• STATED EXERCISE
Quote word for word the lines starting at the line with "Task: Find the goalie catching" and ending at the final line of the entries. Leave out any pictures.

----- MATERIAL SUPPLIED -----

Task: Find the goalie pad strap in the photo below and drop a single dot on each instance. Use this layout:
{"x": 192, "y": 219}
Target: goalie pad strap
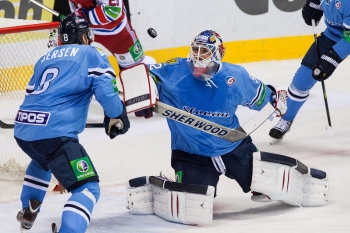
{"x": 174, "y": 186}
{"x": 183, "y": 206}
{"x": 140, "y": 200}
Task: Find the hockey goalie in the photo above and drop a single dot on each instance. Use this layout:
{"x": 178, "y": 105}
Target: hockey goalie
{"x": 205, "y": 87}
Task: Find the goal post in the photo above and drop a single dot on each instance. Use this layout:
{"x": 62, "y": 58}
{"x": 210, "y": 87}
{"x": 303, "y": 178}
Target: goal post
{"x": 22, "y": 43}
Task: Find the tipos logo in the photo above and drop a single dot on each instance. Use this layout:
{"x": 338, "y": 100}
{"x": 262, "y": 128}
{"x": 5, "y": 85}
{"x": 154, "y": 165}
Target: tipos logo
{"x": 82, "y": 166}
{"x": 230, "y": 80}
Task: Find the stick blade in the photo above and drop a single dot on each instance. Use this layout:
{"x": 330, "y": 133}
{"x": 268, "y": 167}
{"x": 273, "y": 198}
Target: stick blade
{"x": 329, "y": 131}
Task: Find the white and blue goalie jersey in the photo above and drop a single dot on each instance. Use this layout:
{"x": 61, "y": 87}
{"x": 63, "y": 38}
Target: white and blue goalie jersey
{"x": 216, "y": 101}
{"x": 60, "y": 90}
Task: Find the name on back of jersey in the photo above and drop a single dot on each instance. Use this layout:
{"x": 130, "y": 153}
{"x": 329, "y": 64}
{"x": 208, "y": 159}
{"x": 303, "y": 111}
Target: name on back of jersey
{"x": 59, "y": 52}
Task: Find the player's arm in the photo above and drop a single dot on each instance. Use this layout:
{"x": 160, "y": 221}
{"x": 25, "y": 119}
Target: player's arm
{"x": 255, "y": 94}
{"x": 106, "y": 93}
{"x": 329, "y": 61}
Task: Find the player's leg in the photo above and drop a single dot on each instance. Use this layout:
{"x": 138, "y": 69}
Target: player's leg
{"x": 194, "y": 169}
{"x": 239, "y": 163}
{"x": 36, "y": 182}
{"x": 298, "y": 91}
{"x": 73, "y": 168}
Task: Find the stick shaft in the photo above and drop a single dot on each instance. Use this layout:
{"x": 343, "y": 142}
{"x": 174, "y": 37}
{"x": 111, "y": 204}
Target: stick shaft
{"x": 322, "y": 82}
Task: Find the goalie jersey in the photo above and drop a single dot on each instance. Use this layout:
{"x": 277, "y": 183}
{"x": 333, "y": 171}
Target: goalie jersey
{"x": 216, "y": 100}
{"x": 60, "y": 90}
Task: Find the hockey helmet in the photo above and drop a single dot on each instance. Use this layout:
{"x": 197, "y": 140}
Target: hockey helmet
{"x": 72, "y": 28}
{"x": 84, "y": 3}
{"x": 206, "y": 53}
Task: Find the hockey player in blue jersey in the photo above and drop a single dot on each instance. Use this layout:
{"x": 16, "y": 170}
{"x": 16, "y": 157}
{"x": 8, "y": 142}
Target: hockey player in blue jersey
{"x": 333, "y": 46}
{"x": 52, "y": 115}
{"x": 206, "y": 87}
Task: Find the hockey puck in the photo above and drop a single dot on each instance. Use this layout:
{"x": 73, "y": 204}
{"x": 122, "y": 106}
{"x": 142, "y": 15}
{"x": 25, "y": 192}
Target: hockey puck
{"x": 152, "y": 33}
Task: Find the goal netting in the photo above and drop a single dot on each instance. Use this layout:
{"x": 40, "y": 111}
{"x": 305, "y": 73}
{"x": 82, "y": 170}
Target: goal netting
{"x": 22, "y": 43}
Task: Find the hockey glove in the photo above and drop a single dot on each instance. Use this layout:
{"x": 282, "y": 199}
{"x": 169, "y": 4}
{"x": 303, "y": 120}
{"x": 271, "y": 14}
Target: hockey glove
{"x": 312, "y": 10}
{"x": 116, "y": 126}
{"x": 279, "y": 100}
{"x": 326, "y": 65}
{"x": 83, "y": 12}
{"x": 146, "y": 113}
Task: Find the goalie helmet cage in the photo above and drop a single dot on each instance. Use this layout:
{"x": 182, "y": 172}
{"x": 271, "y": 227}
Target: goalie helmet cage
{"x": 22, "y": 43}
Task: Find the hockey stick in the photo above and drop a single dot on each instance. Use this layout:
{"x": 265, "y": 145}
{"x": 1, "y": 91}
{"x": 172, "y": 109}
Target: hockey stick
{"x": 4, "y": 125}
{"x": 55, "y": 13}
{"x": 329, "y": 126}
{"x": 212, "y": 128}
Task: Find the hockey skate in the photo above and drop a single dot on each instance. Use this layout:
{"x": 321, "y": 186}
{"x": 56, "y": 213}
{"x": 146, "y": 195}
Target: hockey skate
{"x": 280, "y": 129}
{"x": 27, "y": 216}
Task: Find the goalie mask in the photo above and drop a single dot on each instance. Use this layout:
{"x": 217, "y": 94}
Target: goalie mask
{"x": 88, "y": 4}
{"x": 206, "y": 54}
{"x": 72, "y": 28}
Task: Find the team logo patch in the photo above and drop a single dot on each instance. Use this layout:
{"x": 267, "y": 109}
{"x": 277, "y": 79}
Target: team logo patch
{"x": 114, "y": 85}
{"x": 230, "y": 80}
{"x": 173, "y": 61}
{"x": 32, "y": 117}
{"x": 82, "y": 168}
{"x": 137, "y": 48}
{"x": 337, "y": 4}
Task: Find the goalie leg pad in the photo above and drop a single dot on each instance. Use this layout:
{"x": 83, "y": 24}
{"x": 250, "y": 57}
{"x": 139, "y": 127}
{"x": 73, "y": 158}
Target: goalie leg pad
{"x": 316, "y": 188}
{"x": 139, "y": 196}
{"x": 184, "y": 207}
{"x": 285, "y": 179}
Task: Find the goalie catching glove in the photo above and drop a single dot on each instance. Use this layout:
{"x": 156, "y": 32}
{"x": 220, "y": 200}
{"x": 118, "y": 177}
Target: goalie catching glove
{"x": 118, "y": 125}
{"x": 279, "y": 100}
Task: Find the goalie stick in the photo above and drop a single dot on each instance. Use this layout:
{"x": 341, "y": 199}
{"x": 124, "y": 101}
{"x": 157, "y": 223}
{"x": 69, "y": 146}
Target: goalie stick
{"x": 329, "y": 126}
{"x": 4, "y": 125}
{"x": 212, "y": 128}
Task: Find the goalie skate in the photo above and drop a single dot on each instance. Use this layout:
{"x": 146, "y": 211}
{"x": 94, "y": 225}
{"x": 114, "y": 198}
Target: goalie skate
{"x": 27, "y": 216}
{"x": 281, "y": 128}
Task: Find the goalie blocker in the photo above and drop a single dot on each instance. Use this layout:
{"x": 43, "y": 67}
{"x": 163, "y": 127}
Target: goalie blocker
{"x": 172, "y": 201}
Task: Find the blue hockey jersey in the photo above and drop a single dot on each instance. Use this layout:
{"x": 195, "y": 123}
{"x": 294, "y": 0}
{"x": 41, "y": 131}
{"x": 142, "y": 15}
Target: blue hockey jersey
{"x": 337, "y": 19}
{"x": 60, "y": 90}
{"x": 216, "y": 100}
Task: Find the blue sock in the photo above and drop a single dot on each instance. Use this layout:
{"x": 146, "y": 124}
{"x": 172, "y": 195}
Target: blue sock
{"x": 298, "y": 91}
{"x": 78, "y": 209}
{"x": 36, "y": 183}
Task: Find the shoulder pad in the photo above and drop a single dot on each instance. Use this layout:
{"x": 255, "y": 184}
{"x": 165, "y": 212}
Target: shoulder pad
{"x": 173, "y": 61}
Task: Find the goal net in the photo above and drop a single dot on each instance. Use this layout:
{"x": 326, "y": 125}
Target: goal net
{"x": 22, "y": 43}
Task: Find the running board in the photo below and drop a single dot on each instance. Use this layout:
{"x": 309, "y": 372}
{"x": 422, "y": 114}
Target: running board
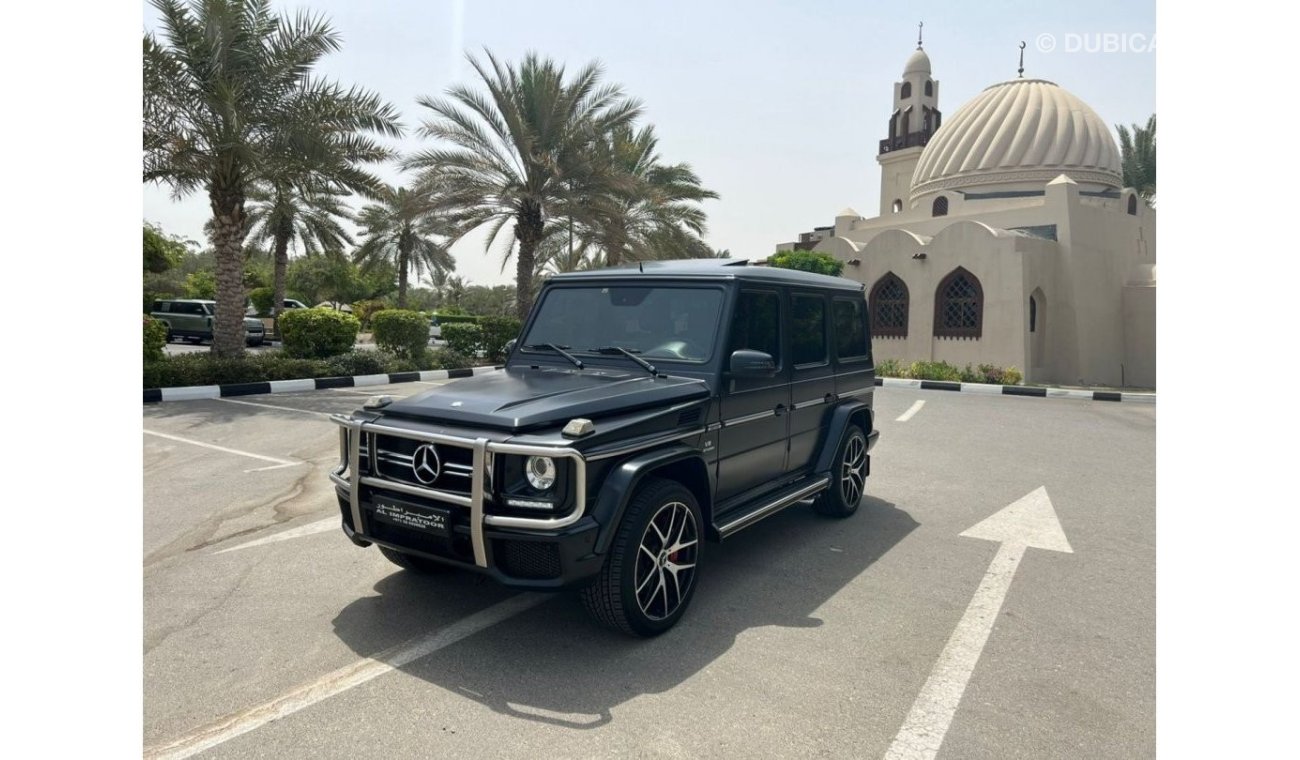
{"x": 771, "y": 506}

-----

• SOLVED PROBLEM
Task: Find the goalie catching glove in the photo above and drop a single dot on each instance. Use this layout:
{"x": 156, "y": 32}
{"x": 220, "y": 200}
{"x": 118, "y": 177}
Target: goalie catching glove
{"x": 118, "y": 125}
{"x": 279, "y": 100}
Task: Find the goalie stick in the photo above and drop a single dot on each instance. Use this layout:
{"x": 341, "y": 199}
{"x": 124, "y": 101}
{"x": 157, "y": 223}
{"x": 69, "y": 146}
Target: goalie stick
{"x": 329, "y": 126}
{"x": 4, "y": 125}
{"x": 212, "y": 128}
Task: Find the goalie skate in the photo above and drop a single dot on each instance. Use this layout:
{"x": 146, "y": 211}
{"x": 94, "y": 225}
{"x": 114, "y": 198}
Target: goalie skate
{"x": 27, "y": 216}
{"x": 281, "y": 128}
Task: Find the goalie blocker in the photo above and drop a single dot on each instance. Use this layout:
{"x": 43, "y": 67}
{"x": 163, "y": 127}
Target: goalie blocker
{"x": 172, "y": 201}
Task: Find the blue hockey jersey in the photo above and drop a single dot on each instance. Use this layout:
{"x": 195, "y": 123}
{"x": 294, "y": 0}
{"x": 41, "y": 131}
{"x": 142, "y": 15}
Target: blue hockey jersey
{"x": 337, "y": 19}
{"x": 60, "y": 90}
{"x": 216, "y": 100}
Task: Find the blue sock in the photo above and drop a single dot on each instance. Use this layout:
{"x": 146, "y": 124}
{"x": 172, "y": 195}
Target: blue sock
{"x": 298, "y": 91}
{"x": 78, "y": 209}
{"x": 36, "y": 183}
Task: Find the shoulder pad in the photo above and drop a single dot on each instance. Use this layout:
{"x": 255, "y": 184}
{"x": 165, "y": 212}
Target: shoulder pad
{"x": 173, "y": 61}
Task: Find the goal net in the photo above and drop a single dot on each instance. Use this layout:
{"x": 326, "y": 125}
Target: goal net
{"x": 22, "y": 43}
Task: Find the running board in the photo below and drop a single dot on each instance. Use this layout:
{"x": 309, "y": 372}
{"x": 422, "y": 114}
Target: running board
{"x": 771, "y": 506}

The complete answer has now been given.